▶ [Text segment]:
........

South African High Commissioner to the United Kingdom
- In office 2 March 1998 – 1 November 2001
- President: Nelson Mandela; Thabo Mbeki;
- Preceded by: Mendi Msimang
- Succeeded by: Lindiwe Mabuza

Secretary-General of the African National Congress
- Acting
- In office December 1996 – 20 December 1997
- President: Nelson Mandela
- Preceded by: Cyril Ramaphosa
- Succeeded by: Kgalema Motlanthe

Personal details
- Born: 27 May 1958 (age 68) Cape Town, Cape Province, South Africa
- Party: African National Congress
- Spouse: Graeme Bloch ​(died 2021)​
- Education: University of the Western Cape
- Occupation: Politician; diplomat;

= Cheryl Carolus =

South African politician (born 1958)

Cheryl Carolus (born 27 May 1958) is a South African politician, diplomat and activist.

== Biography ==
Carolus was born on 27 May 1958 in Silvertown, on the Cape Flats, Cape Town. Her father was a printer’s assistant and her mother was a nurse. Carolus became involved in politics while still at school and became an activist as a member of the South African Black Students Association. She was detained for five months in 1976 for her anti-apartheid activism.

Carolus studied at the University of the Western Cape (UWC). After graduating, she became an English and History teacher in the Cape Flats.

In 1983, Carolus joined the United Democratic Front (UDF), serving as general secretary from the launch in August 1983. In May 1990, Carolus was elected to be part of the African National Congress' delegation which held talks with the apartheid government of F. W. de Klerk at Groote Schuur. She was one of two women in the delegation.

In July 1991, Carolus was elected to the ANC's National Executive Committee. She was elected Deputy Secretary General of the ANC in 1994. At the 1995 ANC Conference, when the National Coalition of Gay and Lesbian Equality was launched, Carolous stated that she opposed homophobia for the same reasons that she opposed racism and sexism. In 1997, Carolus became Acting General Secretary of the ANC.

In 1998, Carolus became South Africa's High Commissioner in London, serving until 2001.

........

▶ [Given records]:

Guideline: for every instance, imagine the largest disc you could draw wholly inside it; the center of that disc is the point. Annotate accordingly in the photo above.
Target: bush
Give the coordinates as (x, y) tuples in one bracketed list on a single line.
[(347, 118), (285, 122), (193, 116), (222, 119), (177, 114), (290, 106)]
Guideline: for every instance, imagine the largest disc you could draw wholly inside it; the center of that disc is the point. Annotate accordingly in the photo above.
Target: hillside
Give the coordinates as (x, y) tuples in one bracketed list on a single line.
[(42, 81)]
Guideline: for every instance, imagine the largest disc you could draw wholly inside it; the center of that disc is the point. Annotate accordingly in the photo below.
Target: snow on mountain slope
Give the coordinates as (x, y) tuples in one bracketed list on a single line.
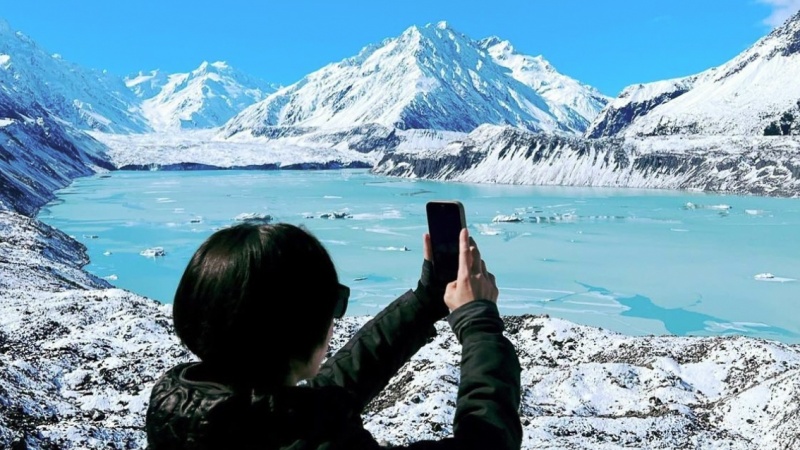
[(740, 97), (39, 154), (278, 147), (79, 360), (492, 154), (87, 99), (206, 97), (430, 77), (571, 101)]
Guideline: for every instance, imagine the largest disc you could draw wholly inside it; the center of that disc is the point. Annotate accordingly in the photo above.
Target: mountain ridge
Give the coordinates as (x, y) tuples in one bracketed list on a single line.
[(740, 97), (430, 77)]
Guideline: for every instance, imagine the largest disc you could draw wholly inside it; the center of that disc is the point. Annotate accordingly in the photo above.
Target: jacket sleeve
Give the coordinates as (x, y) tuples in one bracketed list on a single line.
[(382, 346), (487, 409)]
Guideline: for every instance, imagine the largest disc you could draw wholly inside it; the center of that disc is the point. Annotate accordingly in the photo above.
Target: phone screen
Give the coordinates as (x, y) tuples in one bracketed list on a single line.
[(445, 221)]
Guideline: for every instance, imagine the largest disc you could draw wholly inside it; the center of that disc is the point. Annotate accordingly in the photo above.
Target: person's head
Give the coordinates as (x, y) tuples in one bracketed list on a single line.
[(257, 296)]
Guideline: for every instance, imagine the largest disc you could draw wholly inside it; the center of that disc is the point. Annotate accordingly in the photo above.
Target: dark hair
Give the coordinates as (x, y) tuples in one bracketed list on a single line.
[(255, 296)]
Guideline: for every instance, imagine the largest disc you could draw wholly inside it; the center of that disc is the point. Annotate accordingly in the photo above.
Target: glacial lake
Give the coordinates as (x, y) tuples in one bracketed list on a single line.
[(634, 261)]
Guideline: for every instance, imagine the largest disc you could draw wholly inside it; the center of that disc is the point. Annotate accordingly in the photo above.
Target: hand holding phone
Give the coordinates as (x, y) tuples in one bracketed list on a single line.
[(474, 281), (446, 219)]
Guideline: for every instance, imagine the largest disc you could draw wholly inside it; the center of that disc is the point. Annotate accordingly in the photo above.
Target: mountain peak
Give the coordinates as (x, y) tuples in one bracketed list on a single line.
[(490, 42)]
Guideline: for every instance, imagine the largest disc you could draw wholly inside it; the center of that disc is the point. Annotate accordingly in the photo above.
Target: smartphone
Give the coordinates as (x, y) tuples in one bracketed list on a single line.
[(446, 218)]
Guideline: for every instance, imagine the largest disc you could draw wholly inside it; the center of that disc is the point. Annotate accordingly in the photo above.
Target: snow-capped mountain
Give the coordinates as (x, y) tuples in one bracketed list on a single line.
[(493, 154), (88, 99), (571, 101), (206, 97), (741, 97), (79, 360), (430, 77), (282, 147), (39, 154)]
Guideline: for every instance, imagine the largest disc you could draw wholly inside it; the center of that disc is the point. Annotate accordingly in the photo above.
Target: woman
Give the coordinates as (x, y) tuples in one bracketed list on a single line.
[(256, 305)]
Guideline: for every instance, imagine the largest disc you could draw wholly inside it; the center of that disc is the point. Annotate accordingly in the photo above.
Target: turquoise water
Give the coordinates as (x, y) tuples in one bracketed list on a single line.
[(635, 261)]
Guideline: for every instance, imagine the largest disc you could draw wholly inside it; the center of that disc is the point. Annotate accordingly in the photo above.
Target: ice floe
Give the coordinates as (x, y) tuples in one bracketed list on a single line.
[(507, 218), (253, 217), (153, 252), (766, 276)]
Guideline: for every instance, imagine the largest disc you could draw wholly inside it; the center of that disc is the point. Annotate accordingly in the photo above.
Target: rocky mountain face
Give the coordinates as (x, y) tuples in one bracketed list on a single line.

........

▶ [Tasks and exercises]:
- A) Update the Cheryl Carolus text between "South African politician (born" and "her anti-apartheid activism.", inclusive, replacing "five months" with "six months".
- B) In the Cheryl Carolus text, what subjects did Carolus teach after graduating?
- C) From the Cheryl Carolus text, list every person named as a predecessor or successor in one of her offices.

▶ [Responses in order]:
- A)
South African politician (born 1958)

Cheryl Carolus (born 27 May 1958) is a South African politician, diplomat and activist.

== Biography ==
Carolus was born on 27 May 1958 in Silvertown, on the Cape Flats, Cape Town. Her father was a printer’s assistant and her mother was a nurse. Carolus became involved in politics while still at school and became an activist as a member of the South African Black Students Association. She was detained for six months in 1976 for her anti-apartheid activism.

- B) English and History

- C)
Mendi Msimang
Lindiwe Mabuza
Cyril Ramaphosa
Kgalema Motlanthe